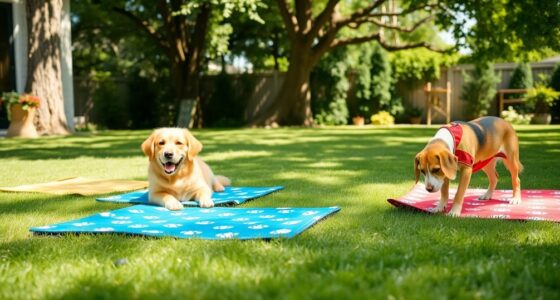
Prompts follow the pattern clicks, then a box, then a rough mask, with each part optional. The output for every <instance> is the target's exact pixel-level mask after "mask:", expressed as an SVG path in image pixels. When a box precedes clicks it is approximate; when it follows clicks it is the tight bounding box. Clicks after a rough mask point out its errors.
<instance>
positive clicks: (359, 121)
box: [352, 116, 365, 126]
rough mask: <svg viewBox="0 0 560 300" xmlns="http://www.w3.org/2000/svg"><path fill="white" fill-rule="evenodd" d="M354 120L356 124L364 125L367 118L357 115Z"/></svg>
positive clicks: (352, 120) (352, 118)
mask: <svg viewBox="0 0 560 300" xmlns="http://www.w3.org/2000/svg"><path fill="white" fill-rule="evenodd" d="M352 122H353V123H354V125H356V126H364V123H365V119H364V117H360V116H357V117H353V118H352Z"/></svg>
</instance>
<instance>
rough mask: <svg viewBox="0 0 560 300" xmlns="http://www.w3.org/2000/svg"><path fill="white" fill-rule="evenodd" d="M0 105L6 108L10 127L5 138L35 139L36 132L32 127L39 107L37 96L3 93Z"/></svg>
mask: <svg viewBox="0 0 560 300" xmlns="http://www.w3.org/2000/svg"><path fill="white" fill-rule="evenodd" d="M0 103H2V104H4V105H5V106H6V110H7V112H8V119H9V120H10V127H8V131H7V133H6V136H7V137H16V136H18V137H27V138H34V137H37V136H38V134H37V130H36V129H35V125H33V119H34V117H35V110H36V109H37V108H38V107H39V105H40V103H41V100H40V99H39V98H38V97H37V96H33V95H29V94H21V95H20V94H18V93H16V92H7V93H6V92H5V93H3V94H2V98H1V99H0Z"/></svg>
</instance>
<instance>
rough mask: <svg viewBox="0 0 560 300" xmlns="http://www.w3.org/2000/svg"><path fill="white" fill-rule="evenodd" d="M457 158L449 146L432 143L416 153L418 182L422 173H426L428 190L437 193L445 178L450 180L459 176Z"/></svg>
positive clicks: (415, 163)
mask: <svg viewBox="0 0 560 300" xmlns="http://www.w3.org/2000/svg"><path fill="white" fill-rule="evenodd" d="M457 168H458V165H457V158H456V157H455V155H453V153H451V152H450V151H449V150H448V149H447V147H445V146H444V145H442V144H440V143H431V144H428V146H426V148H424V150H422V151H420V152H419V153H418V154H416V158H415V159H414V175H415V177H416V182H418V180H419V179H420V173H422V175H424V179H425V182H424V183H425V185H426V190H427V191H428V192H430V193H435V192H437V191H439V190H440V189H441V186H442V185H443V182H444V180H445V178H448V179H450V180H453V179H455V177H456V176H457Z"/></svg>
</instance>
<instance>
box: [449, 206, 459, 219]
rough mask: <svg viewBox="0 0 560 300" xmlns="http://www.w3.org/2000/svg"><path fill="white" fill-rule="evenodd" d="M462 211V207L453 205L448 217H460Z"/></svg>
mask: <svg viewBox="0 0 560 300" xmlns="http://www.w3.org/2000/svg"><path fill="white" fill-rule="evenodd" d="M461 210H462V207H461V206H459V205H453V207H452V208H451V210H450V211H449V213H448V214H447V215H448V216H451V217H458V216H460V215H461Z"/></svg>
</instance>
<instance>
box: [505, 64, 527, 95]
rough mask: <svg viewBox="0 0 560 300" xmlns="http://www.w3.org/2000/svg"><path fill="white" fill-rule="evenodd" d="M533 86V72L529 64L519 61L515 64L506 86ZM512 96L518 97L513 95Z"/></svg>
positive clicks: (525, 86) (513, 86)
mask: <svg viewBox="0 0 560 300" xmlns="http://www.w3.org/2000/svg"><path fill="white" fill-rule="evenodd" d="M532 87H533V73H532V72H531V65H530V64H528V63H520V64H518V65H517V67H516V68H515V70H514V71H513V74H512V75H511V78H510V80H509V85H508V88H510V89H530V88H532ZM512 98H519V96H518V95H514V97H512Z"/></svg>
■ ■ ■ ■ ■
### REQUIRED ACTION
Could you return exactly the stretch of the data above that starts at the line with "positive clicks: (359, 121)" and ends at the line with "box: [449, 206, 459, 219]", both lines included?

### EXERCISE SOLUTION
positive clicks: (359, 121)
box: [352, 116, 365, 126]
rough mask: <svg viewBox="0 0 560 300" xmlns="http://www.w3.org/2000/svg"><path fill="white" fill-rule="evenodd" d="M354 120L356 124L364 125L367 118L357 115Z"/></svg>
positive clicks: (352, 120) (352, 118)
mask: <svg viewBox="0 0 560 300" xmlns="http://www.w3.org/2000/svg"><path fill="white" fill-rule="evenodd" d="M352 122H353V123H354V125H356V126H364V123H365V119H364V117H360V116H357V117H353V118H352Z"/></svg>
</instance>
<instance>
rough mask: <svg viewBox="0 0 560 300" xmlns="http://www.w3.org/2000/svg"><path fill="white" fill-rule="evenodd" d="M0 105L6 108L10 127L5 138L35 139L36 132L32 127L39 107L37 96L3 93Z"/></svg>
mask: <svg viewBox="0 0 560 300" xmlns="http://www.w3.org/2000/svg"><path fill="white" fill-rule="evenodd" d="M0 103H2V104H4V105H5V106H6V110H7V112H8V119H9V120H10V127H8V131H7V133H6V136H7V137H16V136H18V137H27V138H34V137H37V136H38V134H37V130H36V129H35V125H33V119H34V117H35V110H36V109H37V108H38V107H39V105H40V103H41V100H40V99H39V98H38V97H37V96H33V95H29V94H21V95H20V94H18V93H16V92H7V93H6V92H5V93H3V94H2V98H1V99H0Z"/></svg>
</instance>
<instance>
rough mask: <svg viewBox="0 0 560 300" xmlns="http://www.w3.org/2000/svg"><path fill="white" fill-rule="evenodd" d="M457 158L449 146L432 143L416 153L418 182L422 173H426L428 190L437 193L445 178L450 180L459 176Z"/></svg>
positive clicks: (415, 163)
mask: <svg viewBox="0 0 560 300" xmlns="http://www.w3.org/2000/svg"><path fill="white" fill-rule="evenodd" d="M457 168H458V165H457V158H456V157H455V155H453V153H451V152H450V151H449V150H448V149H447V147H445V146H444V145H442V144H440V143H431V144H428V146H426V148H424V150H422V151H420V152H419V153H418V154H416V158H415V159H414V175H415V177H416V182H418V180H419V179H420V173H422V175H424V179H425V182H424V183H425V185H426V190H427V191H428V192H430V193H435V192H437V191H439V190H440V189H441V186H442V185H443V182H444V180H445V178H448V179H450V180H453V179H455V177H456V176H457Z"/></svg>
</instance>
<instance>
box: [449, 206, 459, 219]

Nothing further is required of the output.